SET PROBLEM: In the passage on historical periodization below, what criterion has been taken as key for distinguishing pre-industrial, industrial and post-industrial societies or economies?

PASSAGE:
-- Begin --

Most historical sub-disciplines are pursued within structured periodizations inherited from, or imposed by, practitioners of political and constitutional history. Our basic temporal units hence often assume the form of apparently neutral time 'blocks', such as parts, wholes, or amalgams of centuries. They are also identified with the time between noted political events, such as the beginning and ending of a monarch's reign or of a prime minister's time in office.

At a higher level of aggregation, the conventional division between medieval, early modern and modern periods is often drawn more from habit than by premeditation. Teaching programmes and job advertisements continue, largely, to be couched in such terms, even though we all know that specialists find this categorization largely inadequate. For economic and social historians working within a social-scientific framework, it has been tempting to rely on quantifiable data to delimit chronologies. The proportion of the work-force in secondary employment, for instance, has been taken as the key criterion for differentiating between pre-industrial, industrial and post-industrial societies or economies.1

This essay focuses on how demographic historians have coped with, amended, adapted and sometimes even jettisoned such categorical conventions in their attempts to periodize the demographic regimes and family systems of the past. It concentrates on the sixteenth to late eighteenth centuries, for these years have been central to both English and French historical demography, and argues that the prominence given to these centuries is rooted in classical political economy, especially as formulated by Malthus. In both England and France, this heritage has had an unacknowledged impact on our analysis of historical demography.

-- End --

ROWS:
-- Begin --

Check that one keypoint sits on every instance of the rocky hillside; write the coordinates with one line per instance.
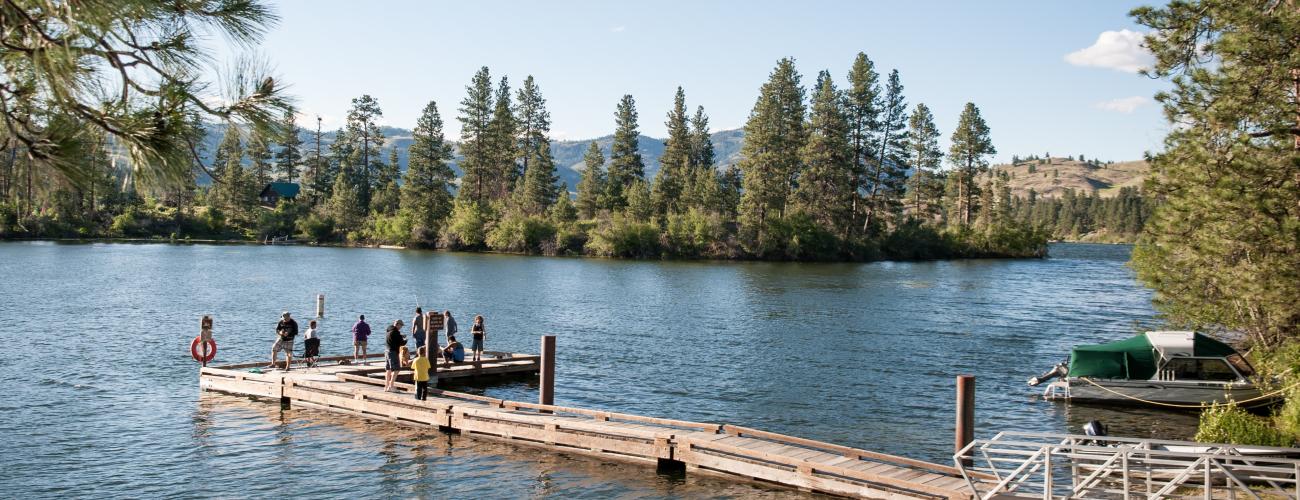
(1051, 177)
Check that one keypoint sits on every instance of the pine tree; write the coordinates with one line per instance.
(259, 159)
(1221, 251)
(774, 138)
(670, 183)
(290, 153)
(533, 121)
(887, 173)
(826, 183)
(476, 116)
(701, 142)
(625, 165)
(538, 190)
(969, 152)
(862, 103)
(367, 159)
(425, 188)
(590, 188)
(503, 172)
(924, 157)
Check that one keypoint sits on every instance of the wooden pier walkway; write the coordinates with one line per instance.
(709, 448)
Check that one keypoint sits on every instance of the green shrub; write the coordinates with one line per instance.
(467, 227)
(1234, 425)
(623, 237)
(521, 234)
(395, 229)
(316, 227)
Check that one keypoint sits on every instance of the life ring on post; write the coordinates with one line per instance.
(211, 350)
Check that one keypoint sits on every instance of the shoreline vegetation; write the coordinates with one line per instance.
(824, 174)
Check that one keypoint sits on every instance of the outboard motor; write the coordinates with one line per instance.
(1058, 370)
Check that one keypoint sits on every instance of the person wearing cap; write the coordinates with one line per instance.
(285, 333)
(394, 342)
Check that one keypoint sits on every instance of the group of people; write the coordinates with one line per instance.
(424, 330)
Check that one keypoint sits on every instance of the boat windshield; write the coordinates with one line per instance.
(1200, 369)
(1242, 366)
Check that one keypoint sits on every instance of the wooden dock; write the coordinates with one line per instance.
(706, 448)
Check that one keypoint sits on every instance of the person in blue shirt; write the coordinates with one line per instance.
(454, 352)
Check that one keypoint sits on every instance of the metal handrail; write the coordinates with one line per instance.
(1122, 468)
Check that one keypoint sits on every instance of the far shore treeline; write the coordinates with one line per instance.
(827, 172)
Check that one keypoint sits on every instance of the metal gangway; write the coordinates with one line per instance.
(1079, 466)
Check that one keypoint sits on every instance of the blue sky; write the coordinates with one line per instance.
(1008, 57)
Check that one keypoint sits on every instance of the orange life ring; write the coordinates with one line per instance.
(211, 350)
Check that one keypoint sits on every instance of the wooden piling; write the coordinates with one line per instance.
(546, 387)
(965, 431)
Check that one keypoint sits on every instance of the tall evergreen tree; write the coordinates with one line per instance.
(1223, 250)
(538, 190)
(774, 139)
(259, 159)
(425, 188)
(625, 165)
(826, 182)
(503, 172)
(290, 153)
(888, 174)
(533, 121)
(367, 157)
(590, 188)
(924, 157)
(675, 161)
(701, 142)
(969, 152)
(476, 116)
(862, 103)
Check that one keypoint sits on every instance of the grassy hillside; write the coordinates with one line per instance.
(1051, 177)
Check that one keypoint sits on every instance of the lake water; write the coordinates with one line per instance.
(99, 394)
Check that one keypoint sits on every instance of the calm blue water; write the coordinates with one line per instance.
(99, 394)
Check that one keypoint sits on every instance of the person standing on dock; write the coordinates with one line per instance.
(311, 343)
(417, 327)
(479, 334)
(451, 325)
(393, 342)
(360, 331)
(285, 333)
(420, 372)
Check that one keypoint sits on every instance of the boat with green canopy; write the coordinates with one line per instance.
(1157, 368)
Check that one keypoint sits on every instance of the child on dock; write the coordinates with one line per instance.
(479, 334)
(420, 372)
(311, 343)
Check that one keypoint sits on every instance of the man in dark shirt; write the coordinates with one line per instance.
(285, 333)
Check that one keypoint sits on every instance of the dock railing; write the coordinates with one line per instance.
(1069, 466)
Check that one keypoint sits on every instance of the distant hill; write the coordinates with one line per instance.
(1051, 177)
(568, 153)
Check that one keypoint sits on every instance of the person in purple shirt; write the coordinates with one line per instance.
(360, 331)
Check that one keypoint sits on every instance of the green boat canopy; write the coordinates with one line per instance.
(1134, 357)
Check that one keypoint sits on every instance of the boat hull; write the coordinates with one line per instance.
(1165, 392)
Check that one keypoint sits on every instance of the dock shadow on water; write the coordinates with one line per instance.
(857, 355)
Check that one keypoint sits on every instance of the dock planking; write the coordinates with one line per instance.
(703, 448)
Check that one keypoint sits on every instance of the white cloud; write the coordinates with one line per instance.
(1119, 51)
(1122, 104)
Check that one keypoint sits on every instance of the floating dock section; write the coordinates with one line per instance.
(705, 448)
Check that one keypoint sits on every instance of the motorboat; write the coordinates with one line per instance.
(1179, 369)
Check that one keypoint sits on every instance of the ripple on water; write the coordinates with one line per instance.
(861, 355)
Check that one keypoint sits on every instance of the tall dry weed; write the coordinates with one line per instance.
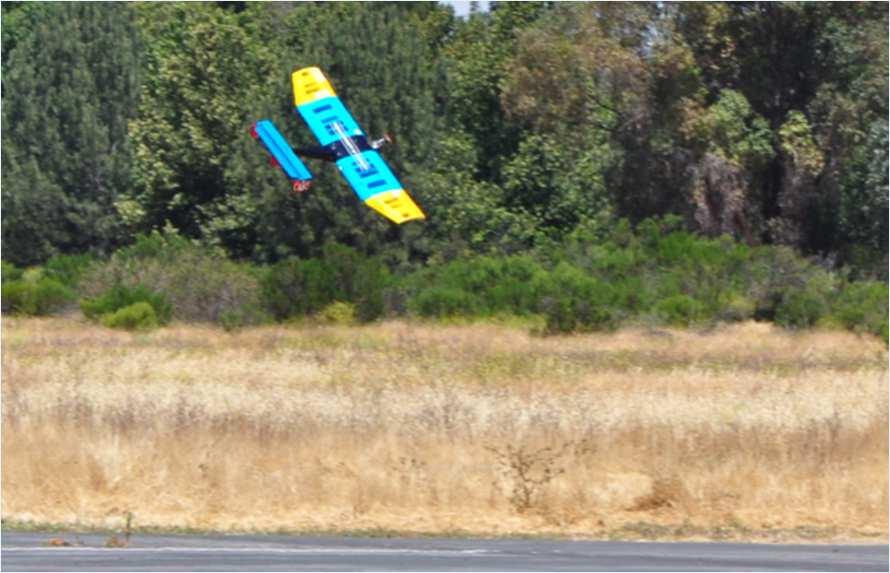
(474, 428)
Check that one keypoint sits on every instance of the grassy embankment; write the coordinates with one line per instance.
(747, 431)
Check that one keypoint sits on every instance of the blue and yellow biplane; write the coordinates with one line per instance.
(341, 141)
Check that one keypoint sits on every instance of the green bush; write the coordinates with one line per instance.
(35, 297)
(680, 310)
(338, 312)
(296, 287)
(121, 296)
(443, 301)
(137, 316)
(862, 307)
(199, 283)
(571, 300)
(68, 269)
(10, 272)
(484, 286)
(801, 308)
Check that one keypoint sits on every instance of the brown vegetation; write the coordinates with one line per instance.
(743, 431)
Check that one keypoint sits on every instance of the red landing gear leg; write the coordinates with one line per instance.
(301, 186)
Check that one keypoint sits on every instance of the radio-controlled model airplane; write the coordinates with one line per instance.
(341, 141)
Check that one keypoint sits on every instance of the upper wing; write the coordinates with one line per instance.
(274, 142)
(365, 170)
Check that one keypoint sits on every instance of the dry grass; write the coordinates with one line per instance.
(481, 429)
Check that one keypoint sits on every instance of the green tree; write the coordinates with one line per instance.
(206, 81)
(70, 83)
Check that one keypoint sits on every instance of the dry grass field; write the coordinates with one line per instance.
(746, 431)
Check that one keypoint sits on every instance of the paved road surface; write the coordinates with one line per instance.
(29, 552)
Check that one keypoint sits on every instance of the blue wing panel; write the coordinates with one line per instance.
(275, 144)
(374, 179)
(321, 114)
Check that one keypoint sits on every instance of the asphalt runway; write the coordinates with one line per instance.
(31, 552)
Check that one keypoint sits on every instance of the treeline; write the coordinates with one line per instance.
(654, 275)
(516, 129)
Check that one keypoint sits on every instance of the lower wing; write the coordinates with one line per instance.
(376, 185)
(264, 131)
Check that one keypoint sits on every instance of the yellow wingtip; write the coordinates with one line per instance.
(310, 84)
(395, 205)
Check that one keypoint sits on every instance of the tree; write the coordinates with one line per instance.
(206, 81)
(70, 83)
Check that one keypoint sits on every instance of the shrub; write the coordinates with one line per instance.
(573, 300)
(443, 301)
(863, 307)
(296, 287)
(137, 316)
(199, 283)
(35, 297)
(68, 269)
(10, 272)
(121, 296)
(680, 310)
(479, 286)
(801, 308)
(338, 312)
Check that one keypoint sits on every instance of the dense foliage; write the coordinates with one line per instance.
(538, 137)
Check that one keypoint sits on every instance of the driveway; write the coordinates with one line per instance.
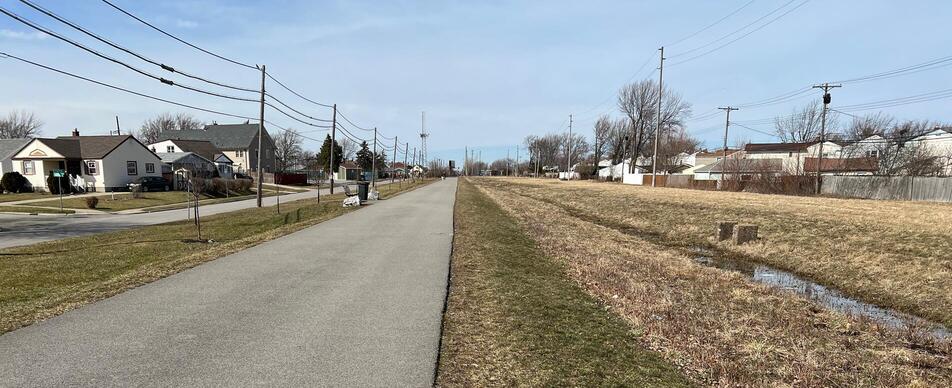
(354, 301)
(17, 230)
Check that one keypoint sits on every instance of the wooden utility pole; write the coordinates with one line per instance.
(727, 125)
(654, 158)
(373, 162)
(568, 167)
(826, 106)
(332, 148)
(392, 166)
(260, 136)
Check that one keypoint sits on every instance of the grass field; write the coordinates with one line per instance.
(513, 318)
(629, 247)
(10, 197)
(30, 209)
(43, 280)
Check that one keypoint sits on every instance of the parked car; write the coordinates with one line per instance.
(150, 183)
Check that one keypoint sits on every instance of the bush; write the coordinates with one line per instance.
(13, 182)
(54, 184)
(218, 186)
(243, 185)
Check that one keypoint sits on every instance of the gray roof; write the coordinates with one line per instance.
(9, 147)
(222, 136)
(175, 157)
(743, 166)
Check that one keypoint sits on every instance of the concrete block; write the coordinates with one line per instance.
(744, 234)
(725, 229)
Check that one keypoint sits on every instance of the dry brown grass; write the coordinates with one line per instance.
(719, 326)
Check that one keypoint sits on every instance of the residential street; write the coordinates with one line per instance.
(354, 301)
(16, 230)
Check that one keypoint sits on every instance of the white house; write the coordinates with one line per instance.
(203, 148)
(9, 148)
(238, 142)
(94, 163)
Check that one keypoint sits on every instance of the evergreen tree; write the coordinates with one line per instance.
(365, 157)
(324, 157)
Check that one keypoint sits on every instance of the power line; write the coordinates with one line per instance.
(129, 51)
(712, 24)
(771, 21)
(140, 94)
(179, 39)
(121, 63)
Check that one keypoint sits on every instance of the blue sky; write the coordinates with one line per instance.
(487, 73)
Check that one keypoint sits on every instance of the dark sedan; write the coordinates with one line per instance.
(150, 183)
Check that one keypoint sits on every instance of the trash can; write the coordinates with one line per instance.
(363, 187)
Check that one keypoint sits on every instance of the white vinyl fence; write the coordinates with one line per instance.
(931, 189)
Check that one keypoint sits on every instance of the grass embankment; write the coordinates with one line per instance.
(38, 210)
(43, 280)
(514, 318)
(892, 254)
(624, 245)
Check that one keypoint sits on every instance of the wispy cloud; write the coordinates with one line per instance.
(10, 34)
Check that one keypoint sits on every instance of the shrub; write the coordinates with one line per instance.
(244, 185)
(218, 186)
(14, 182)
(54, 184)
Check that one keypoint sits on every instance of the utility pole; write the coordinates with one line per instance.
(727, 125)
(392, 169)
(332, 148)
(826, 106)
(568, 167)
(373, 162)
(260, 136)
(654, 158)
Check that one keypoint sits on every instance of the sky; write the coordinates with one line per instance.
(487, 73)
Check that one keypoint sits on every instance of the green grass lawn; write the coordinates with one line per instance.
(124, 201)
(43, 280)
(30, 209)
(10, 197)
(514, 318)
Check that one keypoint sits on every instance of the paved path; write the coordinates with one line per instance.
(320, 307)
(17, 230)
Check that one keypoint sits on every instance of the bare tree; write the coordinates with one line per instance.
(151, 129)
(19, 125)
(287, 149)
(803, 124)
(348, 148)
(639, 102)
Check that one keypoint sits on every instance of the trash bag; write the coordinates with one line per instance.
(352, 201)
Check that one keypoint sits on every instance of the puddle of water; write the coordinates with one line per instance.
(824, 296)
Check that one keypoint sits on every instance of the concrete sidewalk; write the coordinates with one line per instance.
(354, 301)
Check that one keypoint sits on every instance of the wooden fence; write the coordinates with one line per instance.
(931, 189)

-- End --

OUTPUT BELOW: The proportion of the work-force in secondary employment.